Pick out each line in the records below that contains the word "yellow", with case counting, and copy those lines.

▶ [Record set]
◇ ◇ ◇ ◇

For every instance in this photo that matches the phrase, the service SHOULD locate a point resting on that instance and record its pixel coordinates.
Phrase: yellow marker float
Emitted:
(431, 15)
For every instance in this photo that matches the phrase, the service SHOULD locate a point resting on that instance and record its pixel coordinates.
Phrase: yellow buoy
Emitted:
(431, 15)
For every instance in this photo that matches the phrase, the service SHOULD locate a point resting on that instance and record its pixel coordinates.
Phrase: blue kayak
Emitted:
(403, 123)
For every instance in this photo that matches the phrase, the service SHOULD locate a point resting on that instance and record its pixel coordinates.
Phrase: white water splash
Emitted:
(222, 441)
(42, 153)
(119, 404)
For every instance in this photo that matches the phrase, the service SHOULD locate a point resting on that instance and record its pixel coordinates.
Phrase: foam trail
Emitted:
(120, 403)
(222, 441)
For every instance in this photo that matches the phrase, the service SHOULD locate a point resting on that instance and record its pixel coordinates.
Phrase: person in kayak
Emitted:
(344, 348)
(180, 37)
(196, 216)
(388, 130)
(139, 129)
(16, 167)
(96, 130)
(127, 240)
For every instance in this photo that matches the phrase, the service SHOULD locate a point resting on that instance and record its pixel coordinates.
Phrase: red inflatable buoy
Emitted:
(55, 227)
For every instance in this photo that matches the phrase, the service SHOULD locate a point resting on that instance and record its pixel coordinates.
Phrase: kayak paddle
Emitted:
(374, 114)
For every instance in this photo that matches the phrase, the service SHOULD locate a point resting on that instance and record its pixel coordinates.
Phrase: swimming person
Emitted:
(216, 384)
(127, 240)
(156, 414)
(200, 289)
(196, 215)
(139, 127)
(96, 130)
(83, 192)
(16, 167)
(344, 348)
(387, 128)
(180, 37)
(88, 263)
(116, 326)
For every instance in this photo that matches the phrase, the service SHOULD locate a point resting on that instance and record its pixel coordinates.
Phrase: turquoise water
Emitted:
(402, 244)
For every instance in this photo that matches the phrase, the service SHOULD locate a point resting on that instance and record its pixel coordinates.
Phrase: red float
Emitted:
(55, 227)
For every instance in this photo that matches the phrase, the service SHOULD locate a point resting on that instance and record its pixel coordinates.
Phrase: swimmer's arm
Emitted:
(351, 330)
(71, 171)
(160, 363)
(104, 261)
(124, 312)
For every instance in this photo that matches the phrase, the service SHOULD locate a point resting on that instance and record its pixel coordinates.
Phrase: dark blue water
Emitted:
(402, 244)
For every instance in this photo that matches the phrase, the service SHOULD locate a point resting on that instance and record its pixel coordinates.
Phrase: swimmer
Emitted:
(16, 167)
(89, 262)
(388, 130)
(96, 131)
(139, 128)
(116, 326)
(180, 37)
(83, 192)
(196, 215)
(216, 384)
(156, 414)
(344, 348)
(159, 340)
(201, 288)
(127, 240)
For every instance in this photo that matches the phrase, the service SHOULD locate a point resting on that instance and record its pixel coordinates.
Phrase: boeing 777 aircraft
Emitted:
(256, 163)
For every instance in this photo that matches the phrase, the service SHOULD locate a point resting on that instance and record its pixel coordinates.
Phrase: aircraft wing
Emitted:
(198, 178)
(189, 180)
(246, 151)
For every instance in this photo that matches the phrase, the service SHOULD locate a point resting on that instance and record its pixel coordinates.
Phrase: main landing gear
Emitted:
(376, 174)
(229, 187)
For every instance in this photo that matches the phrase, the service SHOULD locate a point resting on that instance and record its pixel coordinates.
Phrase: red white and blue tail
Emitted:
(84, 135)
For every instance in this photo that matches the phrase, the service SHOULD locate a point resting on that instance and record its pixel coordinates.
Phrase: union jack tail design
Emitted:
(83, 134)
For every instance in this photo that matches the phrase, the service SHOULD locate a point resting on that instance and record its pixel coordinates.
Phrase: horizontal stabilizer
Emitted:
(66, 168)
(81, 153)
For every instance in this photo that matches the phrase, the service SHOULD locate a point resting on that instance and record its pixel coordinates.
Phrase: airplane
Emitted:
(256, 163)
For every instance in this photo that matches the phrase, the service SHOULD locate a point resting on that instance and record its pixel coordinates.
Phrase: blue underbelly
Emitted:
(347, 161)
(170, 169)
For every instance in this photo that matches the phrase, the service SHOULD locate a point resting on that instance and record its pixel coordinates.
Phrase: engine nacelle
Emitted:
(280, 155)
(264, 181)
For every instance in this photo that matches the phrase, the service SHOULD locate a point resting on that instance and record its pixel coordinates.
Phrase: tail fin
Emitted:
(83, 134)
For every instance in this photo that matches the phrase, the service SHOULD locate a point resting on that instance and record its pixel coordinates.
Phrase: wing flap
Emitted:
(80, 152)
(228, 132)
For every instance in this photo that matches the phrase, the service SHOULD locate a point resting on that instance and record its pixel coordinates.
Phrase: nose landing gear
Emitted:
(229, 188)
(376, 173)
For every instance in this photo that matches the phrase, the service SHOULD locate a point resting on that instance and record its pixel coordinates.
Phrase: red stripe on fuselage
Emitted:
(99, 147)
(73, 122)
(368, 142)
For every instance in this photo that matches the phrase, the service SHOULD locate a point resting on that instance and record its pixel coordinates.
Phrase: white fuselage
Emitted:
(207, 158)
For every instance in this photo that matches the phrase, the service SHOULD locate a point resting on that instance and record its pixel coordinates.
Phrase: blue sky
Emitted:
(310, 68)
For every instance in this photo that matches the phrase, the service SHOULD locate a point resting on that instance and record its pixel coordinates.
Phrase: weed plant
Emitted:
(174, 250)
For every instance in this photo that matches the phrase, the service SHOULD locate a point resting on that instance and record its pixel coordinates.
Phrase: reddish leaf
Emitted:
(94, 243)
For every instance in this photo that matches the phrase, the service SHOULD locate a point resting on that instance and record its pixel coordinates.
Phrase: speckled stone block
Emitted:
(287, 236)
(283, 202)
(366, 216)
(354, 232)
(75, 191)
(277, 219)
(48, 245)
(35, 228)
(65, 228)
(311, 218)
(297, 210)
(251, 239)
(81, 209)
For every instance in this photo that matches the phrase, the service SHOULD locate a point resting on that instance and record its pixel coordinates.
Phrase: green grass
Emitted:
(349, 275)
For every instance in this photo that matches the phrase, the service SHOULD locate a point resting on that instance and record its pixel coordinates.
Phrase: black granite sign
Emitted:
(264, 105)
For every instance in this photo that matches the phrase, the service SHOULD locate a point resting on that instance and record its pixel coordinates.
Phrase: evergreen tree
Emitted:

◇ ◇ ◇ ◇

▶ [Reply to the task]
Phrase: yellow marker float
Phrase: yellow buoy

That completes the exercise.